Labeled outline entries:
>>>
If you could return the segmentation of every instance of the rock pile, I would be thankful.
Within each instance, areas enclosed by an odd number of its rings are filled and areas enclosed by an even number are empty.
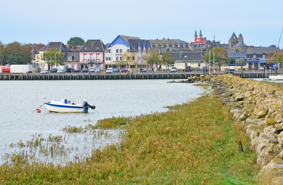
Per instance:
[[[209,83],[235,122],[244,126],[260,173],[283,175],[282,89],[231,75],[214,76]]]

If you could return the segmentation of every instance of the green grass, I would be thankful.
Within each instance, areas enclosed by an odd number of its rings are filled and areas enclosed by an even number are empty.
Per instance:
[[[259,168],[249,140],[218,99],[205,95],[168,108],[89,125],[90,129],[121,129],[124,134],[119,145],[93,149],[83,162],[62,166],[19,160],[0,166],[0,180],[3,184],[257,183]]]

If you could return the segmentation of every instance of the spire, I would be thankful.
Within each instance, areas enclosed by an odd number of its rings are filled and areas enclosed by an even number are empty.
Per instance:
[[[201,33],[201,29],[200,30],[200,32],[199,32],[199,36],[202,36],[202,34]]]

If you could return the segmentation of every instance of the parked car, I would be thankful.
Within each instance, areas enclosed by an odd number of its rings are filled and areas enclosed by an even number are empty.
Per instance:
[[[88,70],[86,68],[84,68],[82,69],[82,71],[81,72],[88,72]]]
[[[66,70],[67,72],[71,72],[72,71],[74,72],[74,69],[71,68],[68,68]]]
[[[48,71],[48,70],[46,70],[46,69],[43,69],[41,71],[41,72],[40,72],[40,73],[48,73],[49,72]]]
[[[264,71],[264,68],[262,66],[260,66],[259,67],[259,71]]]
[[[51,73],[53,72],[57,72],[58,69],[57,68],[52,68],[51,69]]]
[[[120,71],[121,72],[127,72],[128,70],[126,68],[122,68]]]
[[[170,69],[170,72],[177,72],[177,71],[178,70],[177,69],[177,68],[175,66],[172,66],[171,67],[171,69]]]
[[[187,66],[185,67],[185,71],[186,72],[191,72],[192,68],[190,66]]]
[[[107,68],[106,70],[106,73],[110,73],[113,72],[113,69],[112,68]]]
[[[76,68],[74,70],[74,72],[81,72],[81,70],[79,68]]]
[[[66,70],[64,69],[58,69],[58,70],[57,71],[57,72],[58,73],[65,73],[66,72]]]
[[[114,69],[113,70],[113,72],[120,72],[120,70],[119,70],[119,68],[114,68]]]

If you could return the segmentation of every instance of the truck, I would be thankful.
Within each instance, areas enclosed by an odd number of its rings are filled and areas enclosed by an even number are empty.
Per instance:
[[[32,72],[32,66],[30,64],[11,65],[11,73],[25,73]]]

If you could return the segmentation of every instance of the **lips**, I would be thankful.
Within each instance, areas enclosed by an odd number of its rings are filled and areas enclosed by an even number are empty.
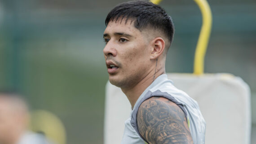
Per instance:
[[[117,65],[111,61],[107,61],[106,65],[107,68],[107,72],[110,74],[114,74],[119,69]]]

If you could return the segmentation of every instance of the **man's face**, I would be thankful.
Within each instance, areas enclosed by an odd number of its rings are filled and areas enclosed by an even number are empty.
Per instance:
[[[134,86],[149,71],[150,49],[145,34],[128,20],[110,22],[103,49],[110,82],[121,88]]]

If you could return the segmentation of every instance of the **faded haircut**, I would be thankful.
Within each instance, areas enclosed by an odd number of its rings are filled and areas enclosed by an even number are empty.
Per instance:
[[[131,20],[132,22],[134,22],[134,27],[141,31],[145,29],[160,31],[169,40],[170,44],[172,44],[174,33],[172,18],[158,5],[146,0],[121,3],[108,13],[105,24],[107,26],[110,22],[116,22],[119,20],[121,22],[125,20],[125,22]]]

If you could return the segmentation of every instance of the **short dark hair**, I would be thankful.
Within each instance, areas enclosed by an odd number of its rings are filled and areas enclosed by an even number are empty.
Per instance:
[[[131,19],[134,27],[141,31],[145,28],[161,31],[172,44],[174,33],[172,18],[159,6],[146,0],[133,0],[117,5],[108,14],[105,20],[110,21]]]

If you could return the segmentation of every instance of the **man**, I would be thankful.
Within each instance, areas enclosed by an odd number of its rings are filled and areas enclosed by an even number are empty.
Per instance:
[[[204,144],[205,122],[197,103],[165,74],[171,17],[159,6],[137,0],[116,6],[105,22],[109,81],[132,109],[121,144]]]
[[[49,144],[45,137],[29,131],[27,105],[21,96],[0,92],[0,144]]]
<<<
• [OBJECTIVE] Please rewrite all the items above, changing every "thankful" to "grateful" and keeping everything else the same. Leave the pictures out.

• [EXERCISE ANSWER]
If you could return the segmentation of every instance of the rock pile, I would be grateful.
Within each instance, areas enclosed by an odd number of its rings are filled and areas enclosed by an even number are empty.
Per instance:
[[[209,83],[235,122],[244,126],[260,173],[283,175],[282,89],[231,75],[214,76]]]

If you could return the segmentation of every instance of the green grass, I would be grateful.
Within each instance, areas enclosed by an odd number of its rings are filled and areas enclosed by an even number are empty.
Per instance:
[[[259,168],[249,140],[218,99],[205,95],[168,108],[89,125],[90,129],[121,129],[124,134],[119,145],[93,149],[83,162],[62,166],[19,160],[0,166],[0,180],[3,184],[257,183]]]

If you could return the segmentation of every instance of the spire, I would be grateful.
Within each instance, areas enclosed by an odd number of its rings are filled and areas enclosed by an even number are empty.
Per instance:
[[[201,33],[201,29],[200,30],[200,32],[199,32],[199,36],[202,36],[202,34]]]

If you could return the segmentation of every instance of the parked car, I would be grateful.
Within each instance, areas enclosed by an odd number of its rings are filled and areas enclosed by an even number are empty.
Per instance:
[[[88,70],[86,68],[84,68],[82,69],[82,71],[81,72],[88,72]]]
[[[66,70],[67,72],[71,72],[72,71],[74,72],[74,69],[71,68],[68,68]]]
[[[48,71],[48,70],[46,70],[46,69],[43,69],[41,71],[41,72],[40,72],[40,73],[48,73],[49,72]]]
[[[264,71],[264,68],[262,66],[260,66],[259,67],[259,71]]]
[[[51,73],[53,72],[57,72],[58,69],[57,68],[52,68],[51,69]]]
[[[120,71],[121,72],[127,72],[128,70],[126,68],[122,68]]]
[[[170,69],[170,72],[177,72],[177,71],[178,70],[177,69],[177,68],[175,66],[172,66],[171,67],[171,69]]]
[[[187,66],[185,67],[185,71],[186,72],[191,72],[192,68],[190,66]]]
[[[107,68],[106,70],[106,73],[110,73],[113,72],[113,69],[112,68]]]
[[[76,68],[74,70],[74,72],[81,72],[81,70],[79,68]]]
[[[66,70],[64,69],[58,69],[58,70],[57,71],[57,72],[58,73],[65,73],[66,72]]]
[[[114,69],[113,70],[113,72],[120,72],[120,70],[119,70],[119,68],[114,68]]]

If you could return the segmentation of every instance of the truck, I would be grateful.
Within each instance, areas enclosed by an odd number of its rings are filled and areas enclosed by an even number are empty.
Per instance:
[[[32,72],[32,66],[30,64],[11,65],[11,73],[25,73]]]

If you could return the segmentation of every instance of the **lips**, I would be grateful.
Within each instance, areas enclosed by an odd number of its rings are filled and areas enclosed by an even number are empty.
Per instance:
[[[117,65],[111,61],[107,61],[106,65],[107,68],[107,72],[110,74],[114,74],[119,69]]]

If you could return the segmentation of every instance of the **man's face**, I would be grateful.
Within each instance, areas enclosed by an odd number of its rings are filled and areas enclosed by an even number are empty.
Per instance:
[[[134,86],[149,71],[150,49],[145,34],[128,20],[110,22],[103,49],[110,82],[121,88]]]

If you could return the segmentation of every instance of the **faded haircut**, I would be grateful.
Within each instance, areas enclosed by an odd number of its rings are filled and areas enclosed by an even number are empty.
Per instance:
[[[131,20],[132,22],[134,22],[134,27],[141,31],[145,29],[160,31],[169,40],[170,44],[172,44],[174,33],[172,18],[158,5],[146,0],[121,3],[108,13],[105,24],[107,26],[110,22],[116,22],[119,20],[121,22],[125,20],[125,22]]]

If you could return the segmentation of every instance of the **short dark hair**, I would be grateful.
Within each instance, areas enclosed by an odd number of its rings are filled and areas enclosed by an even number are empty.
Per instance:
[[[131,19],[134,27],[141,31],[145,28],[161,31],[172,44],[174,33],[172,18],[159,6],[146,0],[133,0],[117,5],[108,14],[105,20],[110,21]]]

If you could return the segmentation of every instance of the **man**, I would be grateful.
Within each instance, areas enclosed by an odd number of its rings are filled and areas enclosed by an even number are empty.
Per instance:
[[[204,144],[205,122],[197,103],[165,74],[171,17],[159,6],[137,0],[116,6],[105,22],[109,81],[132,109],[121,144]]]
[[[49,144],[45,137],[29,131],[27,105],[21,96],[0,92],[0,144]]]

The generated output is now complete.